TEXT EXCERPT:
Three different quarterbacks started games for the Bulls during their 1-8 campaign, but only Katravis Marsh stuck around this offseason. The sophomore passer couldn’t win the starting job, instead joining Miami transfer Jarren WIlliams on the bench behind Cade Fortin.
The pro-style Fortin won’t give the Bulls much from an improvisational standpoint, but if he’s able to spread the ball around to a promising receiving corps (namely Bryce Miller) they could see a slight uptick on their second to last finish in the AAC in terms of EPA.
Even with the strong-armed Fortin at the helm, the question remain as to how much of an uptick can we expect? The Bulls were not competitive against Notre Dame, Tulsa and Houston last fall, but were able to muck things up against Cincinnati and lost in a shootout with UCF to end the season.

Descriptions of regions in natural language
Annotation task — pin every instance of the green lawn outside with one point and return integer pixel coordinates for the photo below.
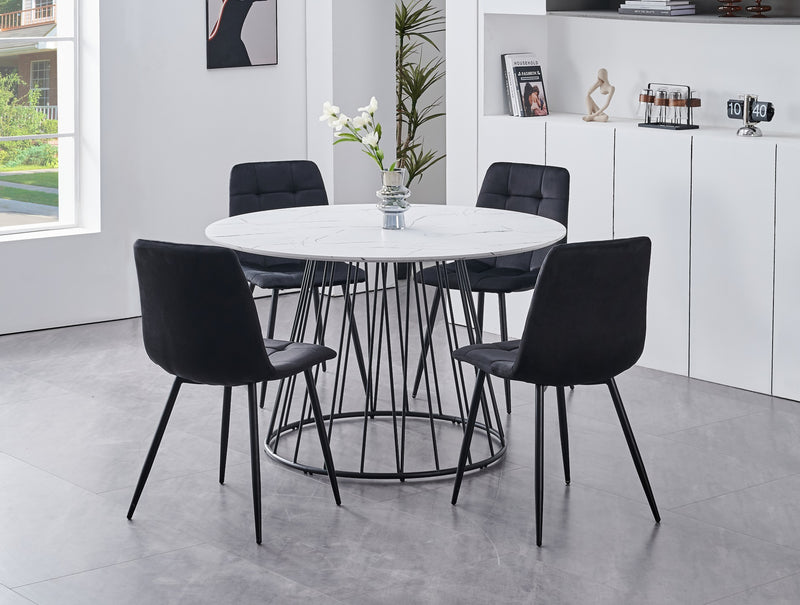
(23, 195)
(42, 179)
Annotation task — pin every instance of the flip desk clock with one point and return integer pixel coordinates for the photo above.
(751, 111)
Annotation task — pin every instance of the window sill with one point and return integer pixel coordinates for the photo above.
(45, 233)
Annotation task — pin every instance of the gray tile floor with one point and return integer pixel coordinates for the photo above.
(78, 407)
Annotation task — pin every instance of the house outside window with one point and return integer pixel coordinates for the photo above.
(40, 81)
(37, 116)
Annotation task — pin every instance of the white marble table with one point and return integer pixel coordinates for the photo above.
(353, 233)
(394, 324)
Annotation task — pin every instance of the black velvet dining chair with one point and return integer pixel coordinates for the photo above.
(200, 324)
(586, 325)
(258, 186)
(529, 188)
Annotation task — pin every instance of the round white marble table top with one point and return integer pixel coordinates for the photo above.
(354, 233)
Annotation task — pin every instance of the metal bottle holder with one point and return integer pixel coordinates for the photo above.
(668, 106)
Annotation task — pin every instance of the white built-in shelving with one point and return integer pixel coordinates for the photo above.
(721, 209)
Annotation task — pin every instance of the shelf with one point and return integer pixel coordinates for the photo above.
(705, 130)
(703, 18)
(513, 7)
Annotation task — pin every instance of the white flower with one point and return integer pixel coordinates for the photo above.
(371, 139)
(329, 112)
(362, 120)
(371, 108)
(340, 122)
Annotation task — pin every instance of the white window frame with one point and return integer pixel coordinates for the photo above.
(69, 212)
(34, 82)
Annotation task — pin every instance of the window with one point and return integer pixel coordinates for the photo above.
(38, 70)
(40, 81)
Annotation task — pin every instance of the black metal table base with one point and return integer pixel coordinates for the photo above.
(390, 320)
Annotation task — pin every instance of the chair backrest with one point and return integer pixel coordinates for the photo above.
(542, 190)
(257, 186)
(588, 314)
(199, 321)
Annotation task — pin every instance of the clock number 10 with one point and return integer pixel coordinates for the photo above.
(760, 111)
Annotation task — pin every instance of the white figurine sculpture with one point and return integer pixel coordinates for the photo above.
(596, 113)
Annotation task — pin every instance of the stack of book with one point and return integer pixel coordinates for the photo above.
(524, 85)
(664, 8)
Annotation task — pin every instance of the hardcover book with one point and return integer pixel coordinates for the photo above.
(668, 12)
(530, 87)
(520, 69)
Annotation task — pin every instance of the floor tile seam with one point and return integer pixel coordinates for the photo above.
(729, 454)
(116, 563)
(734, 491)
(741, 592)
(758, 413)
(697, 426)
(741, 533)
(225, 548)
(22, 596)
(151, 480)
(50, 474)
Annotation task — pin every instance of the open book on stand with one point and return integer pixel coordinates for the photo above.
(524, 85)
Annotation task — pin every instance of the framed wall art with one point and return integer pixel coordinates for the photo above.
(240, 33)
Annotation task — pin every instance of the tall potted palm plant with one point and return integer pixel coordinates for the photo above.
(416, 21)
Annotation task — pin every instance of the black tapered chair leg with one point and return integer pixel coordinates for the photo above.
(255, 456)
(273, 317)
(317, 304)
(273, 313)
(426, 342)
(480, 311)
(539, 463)
(564, 433)
(637, 457)
(362, 367)
(224, 431)
(151, 454)
(323, 435)
(474, 404)
(501, 300)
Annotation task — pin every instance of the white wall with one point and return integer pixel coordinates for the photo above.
(171, 130)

REQUIRED ACTION:
Continue the passage on the Bulls' quarterbacks from the last sentence shown.

WRITTEN REPLY:
Could they pull off either feat and stay within three touchdowns against the Wolfpack in Thursday’s opener?
Defensively, it’s hard to imagine that. On that side of the football, USF was bowled over seven times last season, surrendering 34 points or more to Notre Dame, ECU, Temple, Tulsa, Memphis, Houston and UCF.
The key issue was that they couldn’t stop the run at all (106th, 212.3 ypg) and generated very few havoc plays (123rd). With a slew of transfer portal stop gaps and no disruptive players on the edge to rely upon, I find it hard to believe this defense has the potential to force NC State away from its bread and butter game plan.
Leary’s presence last season gave us a taste of what the NC State team could be with steady quarterback play.
Adding to the reasons for optimism is their offensive line. Sports Illustrated recently rated NC State as the ACC’s best offensive line, and both Grant Gibson and Ikem Ekwonu have NFL futures.
Yet, the real reason to expect a big showing in the opener is the Wolfpack’s skill position players. Zonovan “Bam” Knight currently touts the top yards per carry average in Wolfpack career history at 5.49 yards per attempt. He also averages nearly 27 yards per kick return, which is why he’s on the preseason Paul Hornung Watch List.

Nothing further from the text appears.